- QUOTED PASSAGE -
____________________

Battle scars can be beautiful: Rene's Easter story
For Queensland-based Salvation Army community worker René, Easter means ‘hope and grace’ because of the love of Jesus. This Easter, René — who is also a public speaker and author of a book, Battle Scars Are Beautiful, From Victim to Victory — explains why despite a younger life marred by abuse, loss and pain, she now has peace with God, joy and great hope for the future.
She shares:
In my early years, I grew up in a carefree country town existence. I remember vividly the feeling of freedom, peace and spaciousness of living in the country, of swimming in freshwater creeks in the summer and watching the snow fall and cover the ground in the winter.
My family and I also had a few farm animals, in addition to my sisters and I having our own horses. At eight years old, I didn’t have a care in the world. As long as I had my parents, my horse Beauty, and space to roam and play, life was carefree.
But life was to change dramatically.
I was 10 when my parents divorced and my father was no longer able to reside in the family home and unable to be in my life for some time.
Storm clouds of life
My mum didn’t cope as a single mum with five children to raise. She worked multiple jobs to try and make ends meet. We moved often and she ended up in a series of troubled relationships.
Unfortunately, my mother would often leave men at home with me. Before long, my life was filled with abuse, violence and fear — for many years. Feeling shame at what was happening to me, combined with not wanting to upset my mother, I didn't tell her what was happening.

____________________

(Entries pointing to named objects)
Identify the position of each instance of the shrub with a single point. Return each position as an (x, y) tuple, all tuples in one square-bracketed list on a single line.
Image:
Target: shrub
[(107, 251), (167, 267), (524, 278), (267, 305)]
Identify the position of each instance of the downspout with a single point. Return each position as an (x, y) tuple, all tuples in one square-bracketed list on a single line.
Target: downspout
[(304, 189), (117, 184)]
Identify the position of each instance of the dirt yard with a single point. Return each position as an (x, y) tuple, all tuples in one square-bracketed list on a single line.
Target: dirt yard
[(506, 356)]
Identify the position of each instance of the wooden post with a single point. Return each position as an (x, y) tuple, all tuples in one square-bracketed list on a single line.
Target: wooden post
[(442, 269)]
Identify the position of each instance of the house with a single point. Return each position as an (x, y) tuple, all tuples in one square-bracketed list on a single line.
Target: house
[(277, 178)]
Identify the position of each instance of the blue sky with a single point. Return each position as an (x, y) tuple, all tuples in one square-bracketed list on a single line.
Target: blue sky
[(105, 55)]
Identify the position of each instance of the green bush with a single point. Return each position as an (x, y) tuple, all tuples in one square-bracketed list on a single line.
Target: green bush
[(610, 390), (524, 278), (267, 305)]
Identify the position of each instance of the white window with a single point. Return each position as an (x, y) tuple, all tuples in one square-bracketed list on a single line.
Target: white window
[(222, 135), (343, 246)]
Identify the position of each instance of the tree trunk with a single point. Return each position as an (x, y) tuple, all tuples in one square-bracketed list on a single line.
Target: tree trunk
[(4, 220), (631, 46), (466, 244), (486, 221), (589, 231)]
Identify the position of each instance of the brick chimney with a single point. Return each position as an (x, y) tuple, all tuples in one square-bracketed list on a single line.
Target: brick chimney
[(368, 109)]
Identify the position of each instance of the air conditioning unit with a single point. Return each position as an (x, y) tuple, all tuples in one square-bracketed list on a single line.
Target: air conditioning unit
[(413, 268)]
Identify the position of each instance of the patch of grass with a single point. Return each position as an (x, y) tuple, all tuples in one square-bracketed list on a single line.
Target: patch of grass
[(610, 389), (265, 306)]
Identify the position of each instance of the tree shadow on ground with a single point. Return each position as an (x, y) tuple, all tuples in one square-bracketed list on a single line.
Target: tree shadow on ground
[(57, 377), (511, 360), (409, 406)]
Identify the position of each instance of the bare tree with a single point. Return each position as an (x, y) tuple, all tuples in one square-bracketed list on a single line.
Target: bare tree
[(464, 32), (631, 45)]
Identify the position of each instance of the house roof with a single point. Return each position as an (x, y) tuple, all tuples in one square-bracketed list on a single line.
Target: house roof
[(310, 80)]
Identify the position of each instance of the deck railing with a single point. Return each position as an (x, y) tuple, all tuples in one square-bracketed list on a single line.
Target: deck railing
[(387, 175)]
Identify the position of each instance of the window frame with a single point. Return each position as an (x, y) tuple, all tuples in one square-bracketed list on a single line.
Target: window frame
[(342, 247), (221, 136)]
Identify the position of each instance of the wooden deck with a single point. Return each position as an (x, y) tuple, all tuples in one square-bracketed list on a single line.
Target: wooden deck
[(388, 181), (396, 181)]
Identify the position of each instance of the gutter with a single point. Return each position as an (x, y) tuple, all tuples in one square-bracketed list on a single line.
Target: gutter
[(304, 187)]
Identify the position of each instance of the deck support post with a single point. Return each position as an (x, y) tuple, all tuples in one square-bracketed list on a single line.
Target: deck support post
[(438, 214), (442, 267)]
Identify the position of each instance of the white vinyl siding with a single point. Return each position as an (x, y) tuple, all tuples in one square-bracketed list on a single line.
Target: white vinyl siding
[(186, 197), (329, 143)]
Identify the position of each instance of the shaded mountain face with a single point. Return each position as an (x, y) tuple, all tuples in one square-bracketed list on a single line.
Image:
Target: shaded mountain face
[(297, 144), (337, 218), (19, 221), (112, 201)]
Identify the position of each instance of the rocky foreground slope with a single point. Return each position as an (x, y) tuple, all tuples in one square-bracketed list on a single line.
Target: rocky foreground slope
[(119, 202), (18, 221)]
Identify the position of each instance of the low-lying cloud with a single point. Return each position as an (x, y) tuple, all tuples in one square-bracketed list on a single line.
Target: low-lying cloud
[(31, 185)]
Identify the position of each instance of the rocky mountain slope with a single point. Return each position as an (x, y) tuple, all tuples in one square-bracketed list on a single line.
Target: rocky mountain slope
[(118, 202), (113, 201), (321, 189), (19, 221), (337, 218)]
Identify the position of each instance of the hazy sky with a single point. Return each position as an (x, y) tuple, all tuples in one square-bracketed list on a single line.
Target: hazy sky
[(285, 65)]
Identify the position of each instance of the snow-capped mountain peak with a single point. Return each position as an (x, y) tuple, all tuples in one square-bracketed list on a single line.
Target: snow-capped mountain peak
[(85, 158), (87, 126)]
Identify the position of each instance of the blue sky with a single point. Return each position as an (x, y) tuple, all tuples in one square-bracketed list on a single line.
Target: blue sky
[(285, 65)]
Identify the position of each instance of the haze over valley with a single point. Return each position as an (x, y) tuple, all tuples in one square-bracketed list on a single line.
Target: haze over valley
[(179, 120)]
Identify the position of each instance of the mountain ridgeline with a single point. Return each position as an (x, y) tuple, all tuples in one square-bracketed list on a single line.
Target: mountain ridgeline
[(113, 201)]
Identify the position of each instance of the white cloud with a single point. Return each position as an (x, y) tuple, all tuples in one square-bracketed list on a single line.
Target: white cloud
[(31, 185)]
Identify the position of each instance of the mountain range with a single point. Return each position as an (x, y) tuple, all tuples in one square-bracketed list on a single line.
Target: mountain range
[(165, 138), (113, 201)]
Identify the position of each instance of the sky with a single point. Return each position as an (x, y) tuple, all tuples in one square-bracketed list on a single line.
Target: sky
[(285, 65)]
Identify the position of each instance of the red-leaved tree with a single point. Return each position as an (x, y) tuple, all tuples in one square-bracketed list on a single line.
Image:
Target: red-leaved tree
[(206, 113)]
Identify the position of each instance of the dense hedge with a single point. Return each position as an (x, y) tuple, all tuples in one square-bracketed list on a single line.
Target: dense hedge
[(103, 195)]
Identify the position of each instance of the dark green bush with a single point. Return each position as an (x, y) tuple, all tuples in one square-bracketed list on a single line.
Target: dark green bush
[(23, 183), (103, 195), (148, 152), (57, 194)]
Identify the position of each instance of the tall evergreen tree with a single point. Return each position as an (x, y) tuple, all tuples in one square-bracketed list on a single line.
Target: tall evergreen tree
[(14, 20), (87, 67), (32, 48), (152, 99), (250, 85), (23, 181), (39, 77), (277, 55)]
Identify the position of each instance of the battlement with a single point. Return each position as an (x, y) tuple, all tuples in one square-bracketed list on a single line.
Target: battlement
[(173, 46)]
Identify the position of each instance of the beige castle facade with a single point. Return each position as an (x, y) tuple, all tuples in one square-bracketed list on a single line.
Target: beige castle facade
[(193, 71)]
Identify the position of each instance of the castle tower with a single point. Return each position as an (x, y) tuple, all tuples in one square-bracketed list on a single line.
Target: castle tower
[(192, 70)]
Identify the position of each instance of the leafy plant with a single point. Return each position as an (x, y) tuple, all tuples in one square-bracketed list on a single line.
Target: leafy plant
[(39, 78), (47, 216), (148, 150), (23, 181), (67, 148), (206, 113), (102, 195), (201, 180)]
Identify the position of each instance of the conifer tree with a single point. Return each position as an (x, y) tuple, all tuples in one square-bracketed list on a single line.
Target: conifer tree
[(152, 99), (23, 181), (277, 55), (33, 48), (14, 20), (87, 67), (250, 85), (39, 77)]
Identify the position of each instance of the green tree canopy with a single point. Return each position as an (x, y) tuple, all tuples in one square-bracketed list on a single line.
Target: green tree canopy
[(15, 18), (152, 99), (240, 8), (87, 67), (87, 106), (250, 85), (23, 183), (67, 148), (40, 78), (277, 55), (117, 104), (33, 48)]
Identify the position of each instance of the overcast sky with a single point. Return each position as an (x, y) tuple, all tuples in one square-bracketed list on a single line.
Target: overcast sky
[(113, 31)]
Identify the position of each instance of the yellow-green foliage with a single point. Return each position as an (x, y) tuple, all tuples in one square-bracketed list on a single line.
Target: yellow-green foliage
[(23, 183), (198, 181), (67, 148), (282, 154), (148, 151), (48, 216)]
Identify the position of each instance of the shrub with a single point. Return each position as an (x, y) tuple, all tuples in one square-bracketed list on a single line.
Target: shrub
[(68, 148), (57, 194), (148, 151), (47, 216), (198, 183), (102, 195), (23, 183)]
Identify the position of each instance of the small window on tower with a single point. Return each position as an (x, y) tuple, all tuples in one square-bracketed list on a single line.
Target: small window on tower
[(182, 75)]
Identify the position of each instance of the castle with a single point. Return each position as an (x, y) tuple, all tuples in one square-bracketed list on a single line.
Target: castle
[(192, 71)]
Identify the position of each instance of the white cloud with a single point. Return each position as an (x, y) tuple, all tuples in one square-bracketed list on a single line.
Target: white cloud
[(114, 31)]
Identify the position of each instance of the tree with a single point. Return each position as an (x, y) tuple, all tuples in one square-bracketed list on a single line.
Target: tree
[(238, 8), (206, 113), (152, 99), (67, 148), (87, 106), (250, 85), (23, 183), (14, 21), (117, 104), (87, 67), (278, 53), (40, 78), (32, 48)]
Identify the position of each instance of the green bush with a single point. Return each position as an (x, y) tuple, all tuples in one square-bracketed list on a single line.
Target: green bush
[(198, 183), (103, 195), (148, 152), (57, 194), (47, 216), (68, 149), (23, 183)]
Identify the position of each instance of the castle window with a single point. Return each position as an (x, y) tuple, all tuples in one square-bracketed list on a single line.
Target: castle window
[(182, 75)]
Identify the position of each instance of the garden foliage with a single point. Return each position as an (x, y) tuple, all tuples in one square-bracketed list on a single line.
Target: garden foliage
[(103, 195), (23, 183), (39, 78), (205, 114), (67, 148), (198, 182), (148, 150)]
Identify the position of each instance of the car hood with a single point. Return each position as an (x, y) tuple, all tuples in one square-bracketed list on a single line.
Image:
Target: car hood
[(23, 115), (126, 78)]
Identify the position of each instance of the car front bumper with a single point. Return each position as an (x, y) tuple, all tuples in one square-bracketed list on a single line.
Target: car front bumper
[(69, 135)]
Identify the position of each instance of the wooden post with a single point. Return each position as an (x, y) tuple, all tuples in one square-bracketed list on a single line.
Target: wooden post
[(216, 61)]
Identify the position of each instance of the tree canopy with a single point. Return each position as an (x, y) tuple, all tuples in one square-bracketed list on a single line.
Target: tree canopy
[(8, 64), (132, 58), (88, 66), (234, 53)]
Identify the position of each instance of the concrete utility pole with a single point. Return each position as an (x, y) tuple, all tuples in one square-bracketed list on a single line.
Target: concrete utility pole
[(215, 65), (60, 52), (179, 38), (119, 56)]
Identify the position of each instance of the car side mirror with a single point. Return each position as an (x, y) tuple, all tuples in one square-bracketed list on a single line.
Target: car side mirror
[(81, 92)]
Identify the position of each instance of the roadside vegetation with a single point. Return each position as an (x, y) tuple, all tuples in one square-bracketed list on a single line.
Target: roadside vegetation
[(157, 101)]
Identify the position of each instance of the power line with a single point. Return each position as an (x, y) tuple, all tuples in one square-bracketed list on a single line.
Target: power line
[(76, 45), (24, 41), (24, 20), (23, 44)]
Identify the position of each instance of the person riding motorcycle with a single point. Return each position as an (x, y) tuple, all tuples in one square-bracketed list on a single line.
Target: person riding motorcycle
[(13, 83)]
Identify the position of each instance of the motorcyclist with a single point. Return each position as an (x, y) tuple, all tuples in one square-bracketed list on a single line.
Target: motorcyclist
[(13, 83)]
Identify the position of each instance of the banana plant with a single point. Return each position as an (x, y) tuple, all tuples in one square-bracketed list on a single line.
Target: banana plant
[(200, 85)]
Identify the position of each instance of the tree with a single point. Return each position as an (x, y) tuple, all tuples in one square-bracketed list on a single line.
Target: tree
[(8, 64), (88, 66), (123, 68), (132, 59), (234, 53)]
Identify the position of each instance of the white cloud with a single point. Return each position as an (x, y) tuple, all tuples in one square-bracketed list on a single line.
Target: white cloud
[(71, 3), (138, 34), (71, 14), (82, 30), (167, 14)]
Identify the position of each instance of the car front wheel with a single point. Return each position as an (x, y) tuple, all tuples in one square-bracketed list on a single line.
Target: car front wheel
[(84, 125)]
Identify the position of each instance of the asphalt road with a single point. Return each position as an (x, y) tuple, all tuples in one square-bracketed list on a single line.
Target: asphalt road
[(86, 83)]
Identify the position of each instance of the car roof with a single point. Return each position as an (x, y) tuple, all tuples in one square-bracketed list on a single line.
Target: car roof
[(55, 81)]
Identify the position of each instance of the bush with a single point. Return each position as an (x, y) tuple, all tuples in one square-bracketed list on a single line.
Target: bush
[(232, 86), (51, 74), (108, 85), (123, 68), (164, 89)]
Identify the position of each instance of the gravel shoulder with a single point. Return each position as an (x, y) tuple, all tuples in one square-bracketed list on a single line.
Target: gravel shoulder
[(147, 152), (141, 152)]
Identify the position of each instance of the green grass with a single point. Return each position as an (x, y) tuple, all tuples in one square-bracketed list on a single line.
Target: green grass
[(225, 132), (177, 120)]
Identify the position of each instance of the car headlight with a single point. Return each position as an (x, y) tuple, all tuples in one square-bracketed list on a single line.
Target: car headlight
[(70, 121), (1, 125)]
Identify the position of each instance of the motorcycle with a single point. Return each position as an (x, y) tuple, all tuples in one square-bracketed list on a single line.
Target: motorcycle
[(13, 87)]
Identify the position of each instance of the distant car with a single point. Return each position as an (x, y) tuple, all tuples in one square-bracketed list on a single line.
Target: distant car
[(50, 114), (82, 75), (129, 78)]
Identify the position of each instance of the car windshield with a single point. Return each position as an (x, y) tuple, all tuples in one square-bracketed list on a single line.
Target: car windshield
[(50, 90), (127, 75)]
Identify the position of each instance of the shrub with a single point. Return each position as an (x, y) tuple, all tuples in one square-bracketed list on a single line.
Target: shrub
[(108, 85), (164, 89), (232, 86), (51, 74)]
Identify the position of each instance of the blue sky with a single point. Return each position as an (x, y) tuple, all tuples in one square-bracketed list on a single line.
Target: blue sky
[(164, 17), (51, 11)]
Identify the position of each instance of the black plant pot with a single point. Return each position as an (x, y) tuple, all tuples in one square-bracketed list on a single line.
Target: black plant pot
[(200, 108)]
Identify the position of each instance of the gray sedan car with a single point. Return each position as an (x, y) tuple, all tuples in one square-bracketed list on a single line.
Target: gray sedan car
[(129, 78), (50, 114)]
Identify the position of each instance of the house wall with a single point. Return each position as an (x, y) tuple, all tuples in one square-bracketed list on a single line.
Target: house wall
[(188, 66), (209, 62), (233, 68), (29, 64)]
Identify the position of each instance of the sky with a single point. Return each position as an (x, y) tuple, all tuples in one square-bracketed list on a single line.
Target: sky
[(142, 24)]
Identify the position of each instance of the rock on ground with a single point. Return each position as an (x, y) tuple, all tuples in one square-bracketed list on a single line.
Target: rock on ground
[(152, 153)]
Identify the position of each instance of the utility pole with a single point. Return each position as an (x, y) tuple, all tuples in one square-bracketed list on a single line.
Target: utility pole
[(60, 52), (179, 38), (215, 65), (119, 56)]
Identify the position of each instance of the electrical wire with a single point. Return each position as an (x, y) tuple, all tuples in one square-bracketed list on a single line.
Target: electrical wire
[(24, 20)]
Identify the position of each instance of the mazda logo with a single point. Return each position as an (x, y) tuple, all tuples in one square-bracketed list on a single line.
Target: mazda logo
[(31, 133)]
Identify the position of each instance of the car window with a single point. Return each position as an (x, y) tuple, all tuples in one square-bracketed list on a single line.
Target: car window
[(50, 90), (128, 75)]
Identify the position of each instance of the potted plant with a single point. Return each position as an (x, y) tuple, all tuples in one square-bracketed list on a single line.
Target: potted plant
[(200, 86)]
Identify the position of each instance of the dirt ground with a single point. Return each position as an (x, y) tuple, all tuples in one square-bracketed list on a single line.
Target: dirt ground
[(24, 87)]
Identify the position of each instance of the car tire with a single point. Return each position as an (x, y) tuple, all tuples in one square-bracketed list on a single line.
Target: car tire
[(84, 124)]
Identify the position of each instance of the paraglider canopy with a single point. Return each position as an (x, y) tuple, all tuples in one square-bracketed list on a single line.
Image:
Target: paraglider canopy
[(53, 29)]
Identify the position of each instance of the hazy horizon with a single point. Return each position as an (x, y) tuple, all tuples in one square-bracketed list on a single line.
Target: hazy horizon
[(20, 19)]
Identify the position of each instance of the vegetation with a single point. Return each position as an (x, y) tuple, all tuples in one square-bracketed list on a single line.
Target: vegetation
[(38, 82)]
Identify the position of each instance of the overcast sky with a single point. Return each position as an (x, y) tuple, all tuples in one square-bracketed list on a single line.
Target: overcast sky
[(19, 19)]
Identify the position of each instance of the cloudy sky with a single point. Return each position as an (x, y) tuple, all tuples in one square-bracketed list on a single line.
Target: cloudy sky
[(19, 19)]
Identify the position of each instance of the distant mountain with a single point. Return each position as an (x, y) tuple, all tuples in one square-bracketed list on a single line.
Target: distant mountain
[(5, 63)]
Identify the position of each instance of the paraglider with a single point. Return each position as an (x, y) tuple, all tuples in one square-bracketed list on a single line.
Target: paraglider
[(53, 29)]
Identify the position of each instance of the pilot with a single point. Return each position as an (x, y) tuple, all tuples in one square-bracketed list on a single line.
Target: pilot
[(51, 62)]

____________________

- REQUIREMENTS -
[1] In the Easter story, how old was René when her parents divorced?
[2] Decide whether each statement agrees with the Easter story, and back each yes or no with the deciding words from it: (a) René had a horse named Beauty. (b) René's mother worked a single job. (c) René told her mother about the abuse.
[3] Please return the part of the Easter story that opens with the words containing "I was 10 when" and closes with "of troubled relationships.".

- SOLUTIONS FOR EACH TASK -
[1] She was 10.

[2]
(a) Yes: "my horse Beauty"
(b) No: "She worked multiple jobs to try and make ends meet."
(c) No: "I didn't tell her what was happening."

[3]
I was 10 when my parents divorced and my father was no longer able to reside in the family home and unable to be in my life for some time.
Storm clouds of life
My mum didn’t cope as a single mum with five children to raise. She worked multiple jobs to try and make ends meet. We moved often and she ended up in a series of troubled relationships.